* _What you should do_
A word-for-word transcription of the listing is all that is needed.
_ _ _
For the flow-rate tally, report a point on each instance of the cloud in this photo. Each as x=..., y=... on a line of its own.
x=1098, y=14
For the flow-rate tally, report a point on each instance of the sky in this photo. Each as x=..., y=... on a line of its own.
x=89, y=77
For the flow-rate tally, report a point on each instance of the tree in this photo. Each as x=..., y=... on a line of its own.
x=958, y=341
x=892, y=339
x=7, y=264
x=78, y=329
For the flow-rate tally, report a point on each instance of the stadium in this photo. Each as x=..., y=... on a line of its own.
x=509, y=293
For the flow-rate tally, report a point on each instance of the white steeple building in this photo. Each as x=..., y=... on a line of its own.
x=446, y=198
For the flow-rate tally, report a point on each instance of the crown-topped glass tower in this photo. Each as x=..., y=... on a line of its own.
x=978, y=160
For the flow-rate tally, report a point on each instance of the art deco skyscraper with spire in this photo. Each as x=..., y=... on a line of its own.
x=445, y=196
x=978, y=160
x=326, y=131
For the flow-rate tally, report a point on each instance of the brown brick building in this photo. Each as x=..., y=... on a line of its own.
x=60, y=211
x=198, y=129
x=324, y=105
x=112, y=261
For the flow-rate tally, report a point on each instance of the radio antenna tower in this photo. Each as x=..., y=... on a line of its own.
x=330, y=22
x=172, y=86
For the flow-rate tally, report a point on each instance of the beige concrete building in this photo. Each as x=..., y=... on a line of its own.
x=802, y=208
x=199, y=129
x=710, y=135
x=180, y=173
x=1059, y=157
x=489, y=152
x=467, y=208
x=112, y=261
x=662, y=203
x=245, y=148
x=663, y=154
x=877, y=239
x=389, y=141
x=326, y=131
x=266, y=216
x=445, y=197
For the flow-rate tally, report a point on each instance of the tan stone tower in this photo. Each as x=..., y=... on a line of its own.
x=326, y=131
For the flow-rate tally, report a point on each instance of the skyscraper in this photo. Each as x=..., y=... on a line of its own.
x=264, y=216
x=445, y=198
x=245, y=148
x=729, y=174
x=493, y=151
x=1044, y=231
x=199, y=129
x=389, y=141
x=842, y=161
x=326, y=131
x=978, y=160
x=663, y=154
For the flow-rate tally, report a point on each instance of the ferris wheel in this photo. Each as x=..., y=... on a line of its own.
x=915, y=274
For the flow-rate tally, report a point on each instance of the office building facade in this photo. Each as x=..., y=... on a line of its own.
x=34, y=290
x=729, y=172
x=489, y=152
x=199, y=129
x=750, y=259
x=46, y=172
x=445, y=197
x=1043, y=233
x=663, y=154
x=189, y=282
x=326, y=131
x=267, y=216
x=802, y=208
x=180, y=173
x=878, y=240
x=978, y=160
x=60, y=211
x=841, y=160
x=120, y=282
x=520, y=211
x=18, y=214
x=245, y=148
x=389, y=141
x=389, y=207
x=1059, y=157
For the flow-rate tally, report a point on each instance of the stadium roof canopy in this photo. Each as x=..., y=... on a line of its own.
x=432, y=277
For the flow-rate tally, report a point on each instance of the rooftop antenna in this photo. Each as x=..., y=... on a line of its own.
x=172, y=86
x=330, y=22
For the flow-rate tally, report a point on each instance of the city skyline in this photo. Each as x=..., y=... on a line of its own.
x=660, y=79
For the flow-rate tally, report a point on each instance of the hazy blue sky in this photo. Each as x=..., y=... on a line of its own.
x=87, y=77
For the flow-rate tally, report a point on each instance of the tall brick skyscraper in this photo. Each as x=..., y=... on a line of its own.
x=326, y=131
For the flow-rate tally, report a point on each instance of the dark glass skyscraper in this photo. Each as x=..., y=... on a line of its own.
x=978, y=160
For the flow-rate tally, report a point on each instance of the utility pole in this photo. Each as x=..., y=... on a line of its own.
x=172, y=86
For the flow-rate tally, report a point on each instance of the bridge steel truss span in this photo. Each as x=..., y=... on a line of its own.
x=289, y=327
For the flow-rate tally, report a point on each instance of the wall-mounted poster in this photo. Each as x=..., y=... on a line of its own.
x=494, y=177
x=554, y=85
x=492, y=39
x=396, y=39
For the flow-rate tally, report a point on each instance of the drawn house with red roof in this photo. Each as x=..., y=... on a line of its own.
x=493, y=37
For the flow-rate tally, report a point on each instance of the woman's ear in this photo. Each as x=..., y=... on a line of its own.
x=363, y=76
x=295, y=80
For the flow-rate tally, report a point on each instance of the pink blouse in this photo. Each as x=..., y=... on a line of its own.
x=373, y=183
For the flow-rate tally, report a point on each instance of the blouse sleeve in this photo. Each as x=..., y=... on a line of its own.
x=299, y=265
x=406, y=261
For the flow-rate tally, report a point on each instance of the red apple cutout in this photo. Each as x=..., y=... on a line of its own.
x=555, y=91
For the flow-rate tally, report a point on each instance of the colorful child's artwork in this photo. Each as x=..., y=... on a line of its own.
_ _ _
* _Task output_
For the flow-rate tally, report a point on each instance of the cloud in this photo. Each as x=..., y=... on a line of its own.
x=1098, y=14
For the flow-rate tally, report a point on each instance of the sky in this photo. Each as x=..., y=... on a line of its own.
x=89, y=77
For the flow-rate tally, report a point on each instance of the tree in this photo. Each as x=..., y=... on a line of its own.
x=958, y=341
x=892, y=339
x=7, y=264
x=78, y=329
For the flow-rate tally, report a point on each instance of the stadium in this photo. Each as x=..., y=... on a line of its own.
x=509, y=293
For the flow-rate tally, report a point on each instance of the white steeple building in this photo. Each as x=..., y=... on a line of its own.
x=446, y=198
For the flow-rate tally, report a point on each instance of the crown-topped glass tower in this photo. Each as x=..., y=... on a line of its own.
x=978, y=160
For the flow-rate tally, report a point on each instance of the art deco skyscraper with spire in this photo. Each as x=..., y=... on a line of its own.
x=445, y=196
x=978, y=160
x=326, y=131
For the flow-rate tally, report a point on each instance of the brown brick building in this photo. Each as x=..., y=... on a line of its own.
x=60, y=211
x=198, y=129
x=324, y=105
x=112, y=261
For the flow-rate tally, report a point on each instance of the radio antenna tower in this photo. Each as x=..., y=... on a line of its own.
x=330, y=22
x=172, y=86
For the flow-rate tally, report a point on each instance of the beige concrete building in this photo. Each as x=..., y=... on a line of its own.
x=802, y=208
x=199, y=129
x=710, y=135
x=180, y=173
x=1059, y=157
x=489, y=152
x=467, y=208
x=112, y=261
x=662, y=203
x=245, y=148
x=663, y=154
x=877, y=239
x=389, y=141
x=326, y=131
x=266, y=216
x=445, y=197
For the flow-rate tally, report a point on each instance of the tan stone tower in this photo. Each as x=..., y=... on a line of its own.
x=326, y=131
For the flow-rate tally, report a point on each instance of the skyscraper in this photo. Each as x=..., y=... on a line of its own.
x=264, y=216
x=445, y=198
x=245, y=148
x=729, y=174
x=493, y=151
x=1044, y=231
x=199, y=129
x=389, y=141
x=842, y=161
x=326, y=131
x=978, y=160
x=663, y=154
For the flow-rate tally, report a point on each instance of the ferris wheel in this photo. Each as x=..., y=... on a line of its own.
x=915, y=274
For the flow-rate tally, report a point on each instance of the office building facade in this photo. Each as x=..., y=... on a line of its own.
x=34, y=290
x=729, y=172
x=489, y=152
x=199, y=129
x=750, y=259
x=46, y=172
x=445, y=197
x=1043, y=233
x=663, y=154
x=189, y=282
x=326, y=131
x=267, y=216
x=802, y=208
x=180, y=173
x=878, y=240
x=978, y=160
x=60, y=211
x=841, y=160
x=120, y=282
x=520, y=211
x=18, y=214
x=245, y=148
x=389, y=141
x=389, y=207
x=1059, y=157
For the flow-rate tally, report a point on each instance of the stadium roof canopy in this photo. Each as x=..., y=... on a line of its own.
x=432, y=277
For the flow-rate tally, report a point on each instance of the rooftop antenna in this photo. Each as x=..., y=... on a line of its own.
x=172, y=86
x=330, y=22
For the flow-rate tally, report a point on each instance of the city skyline in this photo. Each as x=..., y=... on a line of its own.
x=660, y=79
For the flow-rate tally, report a point on each instance of the hazy blue sky in this photo. Each as x=..., y=... on a line of its own.
x=87, y=77
For the flow-rate tally, report a point on each instance of the tall brick skyscraper in this photo. Each as x=..., y=... on a line of its own.
x=326, y=131
For the flow-rate tally, report a point on each instance of the dark glass skyscraper in this photo. Each as x=..., y=... on a line of its own.
x=978, y=160
For the flow-rate tally, report a point on each instance of the utility pole in this photo. Each as x=..., y=... on a line of its own.
x=172, y=86
For the flow-rate tally, report a point on each instance of the bridge steel truss span in this photo. Each as x=..., y=... on a line of its own.
x=289, y=327
For the flow-rate tally, report a point on each instance of the wall-mounted poster in this photo. Each as x=..., y=... on a line of its own.
x=494, y=177
x=554, y=85
x=492, y=39
x=396, y=39
For the flow-rate tally, report a point on each instance of the drawn house with red roof in this photo. Each as x=..., y=... on a line of its own.
x=493, y=37
For the flow-rate tally, report a point on each instance of the woman's ear in this photo. Each as x=..., y=... on a line of its own.
x=363, y=76
x=295, y=80
For the flow-rate tally, report a point on each instance of the pink blouse in this photo. Each as x=..., y=... on a line of its own.
x=373, y=183
For the flow-rate tally, report a point on each instance of the blouse sleeve in this photo. Each as x=..., y=... on a line of its own.
x=299, y=265
x=406, y=261
For the flow-rate tally, report a point on each instance of the red apple cutout in this photo. Each as x=..., y=... on a line of its own.
x=555, y=91
For the flow-rate tally, report a point on each instance of the colorful child's artwork in this photo. Each as x=..., y=... on a line of its own.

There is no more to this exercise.